掩码标注示例:

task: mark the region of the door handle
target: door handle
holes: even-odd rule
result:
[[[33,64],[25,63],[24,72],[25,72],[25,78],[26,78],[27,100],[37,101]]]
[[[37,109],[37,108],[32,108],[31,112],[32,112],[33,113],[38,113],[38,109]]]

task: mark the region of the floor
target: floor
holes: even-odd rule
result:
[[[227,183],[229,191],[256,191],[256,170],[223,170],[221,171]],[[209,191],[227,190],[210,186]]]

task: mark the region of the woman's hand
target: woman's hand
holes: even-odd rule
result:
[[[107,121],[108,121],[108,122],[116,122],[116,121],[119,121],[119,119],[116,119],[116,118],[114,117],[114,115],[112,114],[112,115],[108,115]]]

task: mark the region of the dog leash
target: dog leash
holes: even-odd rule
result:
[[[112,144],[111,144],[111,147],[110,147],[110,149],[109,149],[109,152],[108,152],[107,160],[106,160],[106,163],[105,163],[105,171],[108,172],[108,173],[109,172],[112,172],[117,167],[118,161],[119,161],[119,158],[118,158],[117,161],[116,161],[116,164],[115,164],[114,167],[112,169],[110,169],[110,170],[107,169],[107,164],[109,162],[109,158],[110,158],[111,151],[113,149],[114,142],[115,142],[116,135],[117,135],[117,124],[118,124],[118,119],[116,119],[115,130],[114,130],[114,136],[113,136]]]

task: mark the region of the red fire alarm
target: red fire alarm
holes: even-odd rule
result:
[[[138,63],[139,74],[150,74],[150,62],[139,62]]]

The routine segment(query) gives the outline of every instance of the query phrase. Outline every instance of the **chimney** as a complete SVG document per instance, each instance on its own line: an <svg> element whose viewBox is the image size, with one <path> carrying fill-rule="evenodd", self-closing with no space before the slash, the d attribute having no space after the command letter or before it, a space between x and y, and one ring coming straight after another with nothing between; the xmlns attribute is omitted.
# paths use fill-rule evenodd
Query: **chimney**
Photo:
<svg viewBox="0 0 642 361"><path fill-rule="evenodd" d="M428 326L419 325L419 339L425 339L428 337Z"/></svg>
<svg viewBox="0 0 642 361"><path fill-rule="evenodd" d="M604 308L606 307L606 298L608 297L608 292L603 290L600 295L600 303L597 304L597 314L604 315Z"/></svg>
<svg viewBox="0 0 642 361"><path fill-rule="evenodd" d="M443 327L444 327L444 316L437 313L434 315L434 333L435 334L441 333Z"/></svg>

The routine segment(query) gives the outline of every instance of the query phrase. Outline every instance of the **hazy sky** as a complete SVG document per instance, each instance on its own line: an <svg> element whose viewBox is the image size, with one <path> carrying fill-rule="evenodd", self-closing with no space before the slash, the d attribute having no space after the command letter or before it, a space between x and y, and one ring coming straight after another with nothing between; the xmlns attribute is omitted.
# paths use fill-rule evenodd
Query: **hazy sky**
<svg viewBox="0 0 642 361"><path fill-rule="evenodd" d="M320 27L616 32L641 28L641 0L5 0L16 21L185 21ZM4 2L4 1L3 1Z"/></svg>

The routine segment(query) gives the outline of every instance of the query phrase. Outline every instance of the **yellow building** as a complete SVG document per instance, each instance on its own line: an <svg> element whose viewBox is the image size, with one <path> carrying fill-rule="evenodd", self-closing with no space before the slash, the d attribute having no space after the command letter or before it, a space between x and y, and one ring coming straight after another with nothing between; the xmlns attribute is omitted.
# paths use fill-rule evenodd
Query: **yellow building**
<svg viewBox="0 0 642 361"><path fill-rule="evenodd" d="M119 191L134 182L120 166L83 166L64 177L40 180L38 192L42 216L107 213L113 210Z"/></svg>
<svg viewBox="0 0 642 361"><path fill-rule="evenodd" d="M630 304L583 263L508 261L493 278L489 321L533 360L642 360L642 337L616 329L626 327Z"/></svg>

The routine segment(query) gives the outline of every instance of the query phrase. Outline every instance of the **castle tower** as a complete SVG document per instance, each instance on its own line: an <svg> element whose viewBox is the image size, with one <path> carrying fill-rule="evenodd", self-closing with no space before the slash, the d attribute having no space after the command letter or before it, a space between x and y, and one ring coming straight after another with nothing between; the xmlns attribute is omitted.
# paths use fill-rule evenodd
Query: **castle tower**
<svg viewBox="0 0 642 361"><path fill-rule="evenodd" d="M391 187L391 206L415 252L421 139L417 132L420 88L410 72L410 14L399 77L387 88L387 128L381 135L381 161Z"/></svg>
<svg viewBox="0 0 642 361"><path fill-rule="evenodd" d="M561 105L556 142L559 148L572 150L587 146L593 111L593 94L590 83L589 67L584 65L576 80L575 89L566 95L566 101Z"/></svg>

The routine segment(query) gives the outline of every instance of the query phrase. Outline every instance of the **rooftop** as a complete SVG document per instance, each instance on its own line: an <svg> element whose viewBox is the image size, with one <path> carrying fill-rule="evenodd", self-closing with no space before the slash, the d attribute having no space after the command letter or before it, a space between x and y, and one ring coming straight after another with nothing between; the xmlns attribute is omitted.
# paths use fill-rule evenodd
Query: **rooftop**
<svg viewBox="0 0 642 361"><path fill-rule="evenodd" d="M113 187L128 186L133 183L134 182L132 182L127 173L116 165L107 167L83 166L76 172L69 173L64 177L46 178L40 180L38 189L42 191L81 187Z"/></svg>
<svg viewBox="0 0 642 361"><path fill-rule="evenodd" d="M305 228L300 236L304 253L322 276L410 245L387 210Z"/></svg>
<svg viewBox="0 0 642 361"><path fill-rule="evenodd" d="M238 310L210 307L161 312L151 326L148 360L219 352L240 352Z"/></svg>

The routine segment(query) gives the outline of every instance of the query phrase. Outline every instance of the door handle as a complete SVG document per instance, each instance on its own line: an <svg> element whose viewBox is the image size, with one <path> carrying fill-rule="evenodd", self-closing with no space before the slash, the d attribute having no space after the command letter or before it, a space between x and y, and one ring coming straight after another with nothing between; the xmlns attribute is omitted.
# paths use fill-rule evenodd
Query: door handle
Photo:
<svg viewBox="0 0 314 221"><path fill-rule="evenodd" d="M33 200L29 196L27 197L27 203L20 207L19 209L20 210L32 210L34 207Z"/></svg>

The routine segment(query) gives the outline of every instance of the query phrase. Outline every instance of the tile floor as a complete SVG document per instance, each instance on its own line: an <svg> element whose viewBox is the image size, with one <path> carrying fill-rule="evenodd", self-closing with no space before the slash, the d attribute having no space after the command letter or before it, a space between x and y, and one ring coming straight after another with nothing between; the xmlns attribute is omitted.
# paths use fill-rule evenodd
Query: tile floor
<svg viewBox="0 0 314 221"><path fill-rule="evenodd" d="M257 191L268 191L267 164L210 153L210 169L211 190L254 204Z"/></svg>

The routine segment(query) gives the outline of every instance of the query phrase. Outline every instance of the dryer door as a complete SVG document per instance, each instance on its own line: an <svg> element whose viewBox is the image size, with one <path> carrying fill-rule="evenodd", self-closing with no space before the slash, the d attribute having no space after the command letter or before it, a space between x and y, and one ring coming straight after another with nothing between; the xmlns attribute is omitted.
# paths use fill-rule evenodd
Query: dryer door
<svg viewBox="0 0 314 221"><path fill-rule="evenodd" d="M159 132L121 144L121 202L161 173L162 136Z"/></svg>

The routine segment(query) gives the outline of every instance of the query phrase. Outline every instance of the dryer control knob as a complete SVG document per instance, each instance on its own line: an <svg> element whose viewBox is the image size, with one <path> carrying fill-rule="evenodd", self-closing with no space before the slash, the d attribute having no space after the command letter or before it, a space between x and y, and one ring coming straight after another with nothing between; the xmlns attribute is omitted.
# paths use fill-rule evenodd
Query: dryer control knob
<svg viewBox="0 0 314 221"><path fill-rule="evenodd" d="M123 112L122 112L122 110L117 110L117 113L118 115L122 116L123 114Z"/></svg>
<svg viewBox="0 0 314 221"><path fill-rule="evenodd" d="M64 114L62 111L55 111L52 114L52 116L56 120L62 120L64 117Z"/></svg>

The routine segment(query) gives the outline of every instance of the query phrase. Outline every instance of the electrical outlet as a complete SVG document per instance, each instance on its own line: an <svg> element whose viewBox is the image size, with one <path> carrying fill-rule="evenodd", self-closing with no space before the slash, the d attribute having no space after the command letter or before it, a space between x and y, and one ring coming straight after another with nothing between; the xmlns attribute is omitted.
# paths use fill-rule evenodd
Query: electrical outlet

- 任务目标:
请将数据中从开头起、至包含“[[[138,63],[139,74],[150,74],[150,62],[139,62]]]”的那一行止的部分逐字照录，首尾两行均须包括在内。

- 输出结果:
task: mark the region of the door handle
target: door handle
holes: even-odd rule
result:
[[[33,64],[25,63],[24,72],[25,72],[25,78],[26,78],[27,100],[37,101]]]
[[[37,109],[37,108],[32,108],[31,112],[32,112],[33,113],[38,113],[38,109]]]

task: mark the region of the floor
target: floor
holes: even-odd rule
result:
[[[227,183],[229,191],[256,191],[256,170],[223,170],[221,171]],[[209,191],[227,190],[210,186]]]

task: mark the region of the woman's hand
target: woman's hand
holes: even-odd rule
result:
[[[107,121],[108,121],[108,122],[116,122],[116,121],[119,121],[119,119],[116,119],[116,118],[114,117],[114,115],[112,114],[112,115],[108,115]]]

task: mark the region of the dog leash
target: dog leash
holes: even-odd rule
result:
[[[112,144],[111,144],[111,147],[110,147],[110,149],[109,149],[109,152],[108,152],[107,160],[106,160],[106,163],[105,163],[105,171],[108,172],[108,173],[109,172],[112,172],[117,167],[118,161],[119,161],[119,158],[118,158],[117,161],[116,161],[116,164],[115,164],[114,167],[112,169],[110,169],[110,170],[107,169],[107,164],[109,162],[109,158],[110,158],[111,151],[113,149],[114,142],[115,142],[116,135],[117,135],[117,124],[118,124],[118,119],[116,119],[115,130],[114,130],[114,136],[113,136]]]

task: mark the region of the red fire alarm
target: red fire alarm
holes: even-odd rule
result:
[[[138,63],[139,74],[150,74],[150,62],[139,62]]]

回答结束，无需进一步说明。